- MATERIAL FOR THIS TASK:
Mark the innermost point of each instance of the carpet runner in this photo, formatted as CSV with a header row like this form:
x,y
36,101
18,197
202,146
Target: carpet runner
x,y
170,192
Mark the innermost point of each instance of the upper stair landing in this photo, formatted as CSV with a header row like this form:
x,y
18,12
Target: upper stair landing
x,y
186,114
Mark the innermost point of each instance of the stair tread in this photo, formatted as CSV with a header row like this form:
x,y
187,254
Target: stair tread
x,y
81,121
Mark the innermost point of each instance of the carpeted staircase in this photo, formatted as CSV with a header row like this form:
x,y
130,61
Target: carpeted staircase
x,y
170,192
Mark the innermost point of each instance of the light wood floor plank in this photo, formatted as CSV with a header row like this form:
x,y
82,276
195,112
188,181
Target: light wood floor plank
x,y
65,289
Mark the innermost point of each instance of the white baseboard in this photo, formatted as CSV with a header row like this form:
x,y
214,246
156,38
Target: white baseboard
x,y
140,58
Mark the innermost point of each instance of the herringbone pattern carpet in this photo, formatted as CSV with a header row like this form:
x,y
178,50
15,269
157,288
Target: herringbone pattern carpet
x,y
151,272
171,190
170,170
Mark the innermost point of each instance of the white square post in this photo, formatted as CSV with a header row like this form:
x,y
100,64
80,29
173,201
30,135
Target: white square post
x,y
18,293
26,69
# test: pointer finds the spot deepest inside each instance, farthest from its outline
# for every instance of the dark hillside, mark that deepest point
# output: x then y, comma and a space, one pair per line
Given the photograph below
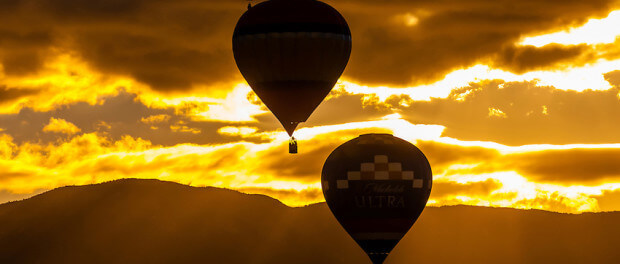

- WORK TO COMPLETE: Copy all of the lines above, replacing "innermost point" with "central point" every time it occurs and changing nothing else. Leave the pictures out of your copy.

- WRITTEN REPLY:
Mark the central point of each instance of the carpet runner in this photo, formatted as CSV with a header row like this form:
x,y
36,101
18,197
202,146
Target: carpet runner
x,y
170,192
Mark the central point of each instance of the upper stair landing in this photo, formatted as CSV with a header row like this form:
x,y
18,12
Target: upper stair landing
x,y
186,114
Mark the central point of each instance of the stair tread in this photo, formatted as CSV with a header row like this form:
x,y
187,254
Target: stair tread
x,y
81,121
Mark the central point of each instance of the carpeted staircase in this photo, formatted as CSV with a header row like this form:
x,y
130,61
Target: carpeted staircase
x,y
170,192
Mark the central point of each instance of the light wood floor plank in this photo, formatted as CSV with a header row like this form:
x,y
82,276
195,112
188,181
Target: light wood floor plank
x,y
65,289
Mark the central point of each instance of the white baseboard in this photo, formatted as CSV with a header row like this form:
x,y
214,246
156,38
Target: white baseboard
x,y
140,58
Mark the central point of each instance of the herringbone pattern carpet in this photo, formatted as CSV with a header row like this form:
x,y
178,50
15,269
157,288
Target: herringbone pattern carpet
x,y
151,272
171,190
170,170
Mark the central point of each instance of the white square post in this photo, formatted as CSV with a header row like this form:
x,y
100,64
80,29
173,201
30,135
Target: white square post
x,y
18,293
26,69
# test: pointer finds the spot deepest inside each instance, farthest from its outline
# for every instance of the dark hillside, mark that deepest point
# output: x then y, comma and a space, one pair per line
Given the photograph below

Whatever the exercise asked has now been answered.